EXTRAIT DE RÉFÉRENCE
* * * * * * *
Des recueils épigraphiques existent depuis le XVIe siècle. Avant la guerre de Trente Ans, on signalera les épitaphiers de d'Aubrometz et de Jacques du Clerck et par la suite, les travaux d'Estienne Le Pez et de Malotau de Villerode. Ces travaux, où les données sont parfois contradictoires, ont largement été exploités par Roger Rodière, pour ses recherches épigraphiques dans le Pas-de-Calais.

La généalogie à l'épreuve de l'érudition

La généalogie connaît un développement important à partir de la fin du XVIe siècle. Elle ne s'intéresse plus seulement aux familles princières et royales, mais se tourne désormais vers l'ensemble des familles nobles et parfois bourgeoises. C'est le moment où les lignages aristocratiques construisent leur histoire.

Ce phénomème est lié à la montée en puissance du pouvor royal et de l'absolutisme et l'exigence des preuves de noblesse pour accéder à certaines charges ou à certaines institutions, ou tout simplement pour échapper à l'impôt rôturier.Il appartient lors aux généalogistes du roi (les d'Hozier, les Chérin, etc..) de les vérifier, sinon de les établir, de les valider. La règle est alors de prouver par des actes authentiques les filiations. Le genre bénéficie des progrès de l'érudition et nombre d'érudits produisent aussi des généalogies (André Duchesne, dom Le Pez). Il s'en faut de beaucoup, cependant, pour que ces règles de saine érudition soient toujours suivies et les travaux généalogiques fourmillent encore d'éléments "mythologiques" et l'exigence de la preuve favorise parfois la fabrication de faux.

La production généalogique est importante et fort diverse, bien souvent sous forme de manuscrits. Elle peut faite état d'oeuvres originales, mais compte aussi nombre de continuations et de compilations.
* * * * * * *
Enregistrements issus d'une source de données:
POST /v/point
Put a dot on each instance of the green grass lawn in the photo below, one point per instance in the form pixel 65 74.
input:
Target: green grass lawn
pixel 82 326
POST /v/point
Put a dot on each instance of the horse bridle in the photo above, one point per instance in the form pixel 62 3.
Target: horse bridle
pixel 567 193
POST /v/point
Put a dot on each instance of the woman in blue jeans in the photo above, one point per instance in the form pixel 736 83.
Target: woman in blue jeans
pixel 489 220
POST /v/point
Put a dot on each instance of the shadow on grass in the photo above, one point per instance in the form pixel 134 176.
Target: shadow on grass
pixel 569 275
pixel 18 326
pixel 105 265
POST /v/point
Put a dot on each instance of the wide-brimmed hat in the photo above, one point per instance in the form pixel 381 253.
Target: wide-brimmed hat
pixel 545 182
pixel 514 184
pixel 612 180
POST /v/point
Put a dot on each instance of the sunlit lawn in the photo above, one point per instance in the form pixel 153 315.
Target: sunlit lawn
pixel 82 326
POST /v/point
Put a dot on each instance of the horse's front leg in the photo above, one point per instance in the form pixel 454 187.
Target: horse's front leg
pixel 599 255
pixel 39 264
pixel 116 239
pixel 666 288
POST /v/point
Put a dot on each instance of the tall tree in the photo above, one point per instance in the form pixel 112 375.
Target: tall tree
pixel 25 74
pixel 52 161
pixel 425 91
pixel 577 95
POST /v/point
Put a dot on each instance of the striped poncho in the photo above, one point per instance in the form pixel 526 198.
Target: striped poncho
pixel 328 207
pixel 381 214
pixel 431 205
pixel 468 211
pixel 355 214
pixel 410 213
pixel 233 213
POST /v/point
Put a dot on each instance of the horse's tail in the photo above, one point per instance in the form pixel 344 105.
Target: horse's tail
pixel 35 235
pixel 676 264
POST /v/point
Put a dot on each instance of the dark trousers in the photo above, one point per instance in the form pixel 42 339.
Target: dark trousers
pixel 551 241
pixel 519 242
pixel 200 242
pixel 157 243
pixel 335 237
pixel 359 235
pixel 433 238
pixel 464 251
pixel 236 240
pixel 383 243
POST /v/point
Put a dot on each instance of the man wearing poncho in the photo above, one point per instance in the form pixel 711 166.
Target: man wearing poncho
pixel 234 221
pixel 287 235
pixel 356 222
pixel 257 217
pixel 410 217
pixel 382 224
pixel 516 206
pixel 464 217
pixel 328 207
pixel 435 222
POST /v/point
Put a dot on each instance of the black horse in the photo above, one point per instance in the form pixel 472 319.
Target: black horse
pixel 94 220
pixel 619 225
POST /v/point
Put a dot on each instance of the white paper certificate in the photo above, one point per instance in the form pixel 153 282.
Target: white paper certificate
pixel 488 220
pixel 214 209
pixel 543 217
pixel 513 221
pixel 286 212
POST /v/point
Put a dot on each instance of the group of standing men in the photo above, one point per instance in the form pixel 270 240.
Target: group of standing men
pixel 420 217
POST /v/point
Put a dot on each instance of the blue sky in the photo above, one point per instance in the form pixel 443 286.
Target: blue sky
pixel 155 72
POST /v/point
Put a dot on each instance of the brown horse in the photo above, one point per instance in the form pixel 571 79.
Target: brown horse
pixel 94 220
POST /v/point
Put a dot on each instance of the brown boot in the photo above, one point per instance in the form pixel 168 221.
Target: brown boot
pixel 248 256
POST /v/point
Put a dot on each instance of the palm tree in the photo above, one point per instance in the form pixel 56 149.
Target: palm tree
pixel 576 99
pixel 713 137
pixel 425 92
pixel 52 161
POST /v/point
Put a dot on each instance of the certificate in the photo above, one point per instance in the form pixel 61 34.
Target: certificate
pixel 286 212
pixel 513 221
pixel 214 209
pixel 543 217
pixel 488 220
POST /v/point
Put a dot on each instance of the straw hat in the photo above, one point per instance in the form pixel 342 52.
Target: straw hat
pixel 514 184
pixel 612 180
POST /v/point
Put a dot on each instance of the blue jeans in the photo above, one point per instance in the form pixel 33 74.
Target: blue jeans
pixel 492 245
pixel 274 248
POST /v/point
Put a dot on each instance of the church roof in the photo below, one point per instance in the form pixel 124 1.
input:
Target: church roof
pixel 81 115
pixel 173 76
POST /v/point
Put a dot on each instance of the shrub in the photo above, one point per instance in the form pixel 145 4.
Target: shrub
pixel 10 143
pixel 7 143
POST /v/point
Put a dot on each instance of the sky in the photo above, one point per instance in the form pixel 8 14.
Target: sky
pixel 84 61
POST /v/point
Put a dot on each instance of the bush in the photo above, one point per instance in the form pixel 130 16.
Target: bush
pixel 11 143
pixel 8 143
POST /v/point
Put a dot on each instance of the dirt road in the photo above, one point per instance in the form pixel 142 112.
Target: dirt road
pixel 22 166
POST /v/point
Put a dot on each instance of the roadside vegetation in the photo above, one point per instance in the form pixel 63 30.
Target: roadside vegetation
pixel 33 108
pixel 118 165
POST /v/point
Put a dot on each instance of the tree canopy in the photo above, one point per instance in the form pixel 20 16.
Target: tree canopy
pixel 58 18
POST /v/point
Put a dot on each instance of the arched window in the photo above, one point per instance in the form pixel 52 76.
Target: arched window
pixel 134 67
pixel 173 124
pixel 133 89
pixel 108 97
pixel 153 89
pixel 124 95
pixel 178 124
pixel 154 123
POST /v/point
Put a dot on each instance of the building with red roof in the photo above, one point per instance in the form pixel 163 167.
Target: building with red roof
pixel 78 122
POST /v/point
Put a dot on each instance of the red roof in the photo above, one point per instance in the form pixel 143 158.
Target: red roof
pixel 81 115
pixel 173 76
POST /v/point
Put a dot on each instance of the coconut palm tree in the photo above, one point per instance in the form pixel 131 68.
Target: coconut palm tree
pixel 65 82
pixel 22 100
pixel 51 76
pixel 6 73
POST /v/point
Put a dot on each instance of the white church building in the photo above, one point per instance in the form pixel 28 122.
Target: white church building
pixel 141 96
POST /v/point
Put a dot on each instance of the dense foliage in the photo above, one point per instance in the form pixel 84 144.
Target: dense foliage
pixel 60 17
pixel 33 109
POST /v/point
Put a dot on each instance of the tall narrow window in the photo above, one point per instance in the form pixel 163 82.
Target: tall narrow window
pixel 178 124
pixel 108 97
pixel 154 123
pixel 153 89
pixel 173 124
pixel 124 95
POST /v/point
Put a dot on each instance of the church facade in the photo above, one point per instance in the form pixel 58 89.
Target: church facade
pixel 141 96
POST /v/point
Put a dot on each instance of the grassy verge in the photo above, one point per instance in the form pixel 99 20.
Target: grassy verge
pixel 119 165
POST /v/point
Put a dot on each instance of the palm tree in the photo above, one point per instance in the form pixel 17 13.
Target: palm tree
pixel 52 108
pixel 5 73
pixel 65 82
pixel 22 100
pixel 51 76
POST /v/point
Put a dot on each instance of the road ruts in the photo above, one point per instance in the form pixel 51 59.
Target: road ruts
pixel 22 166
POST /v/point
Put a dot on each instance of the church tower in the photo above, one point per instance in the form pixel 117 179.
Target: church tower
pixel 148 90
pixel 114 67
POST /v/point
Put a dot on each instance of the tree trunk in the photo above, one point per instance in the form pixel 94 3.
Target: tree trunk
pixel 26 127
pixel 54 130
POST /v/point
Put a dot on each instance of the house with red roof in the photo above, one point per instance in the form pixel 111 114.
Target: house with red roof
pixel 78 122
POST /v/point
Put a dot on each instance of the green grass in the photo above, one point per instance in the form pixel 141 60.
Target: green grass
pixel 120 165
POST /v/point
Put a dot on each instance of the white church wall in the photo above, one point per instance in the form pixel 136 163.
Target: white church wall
* * * * * * *
TRAVAIL À FAIRE
1) Recopiez le passage de l'extrait sur la généalogie compris entre « La production généalogique » et « et de compilations. », ces deux bornes incluses.
2) Répondez à ces questions d'après l'extrait sur la généalogie.
(a) Depuis quel siècle des recueils épigraphiques existent-ils ?
(b) Qui a largement exploité ces travaux pour ses recherches épigraphiques dans le Pas-de-Calais ?
(c) Sous quelle forme la production généalogique se présente-t-elle bien souvent ?
3) Dans l'extrait sur la généalogie, relevez tous les auteurs dont les épitaphiers ou les travaux ont été exploités par Roger Rodière.
Les items n'interviennent pas dans ce travail.

CORRIGÉ PAR EXERCICE
1)
La production généalogique est importante et fort diverse, bien souvent sous forme de manuscrits. Elle peut faite état d'oeuvres originales, mais compte aussi nombre de continuations et de compilations.

2)
(a) Depuis le XVIe siècle.
(b) Roger Rodière.
(c) Sous forme de manuscrits.

3) d'Aubrometz, Jacques du Clerck, Estienne Le Pez, Malotau de Villerode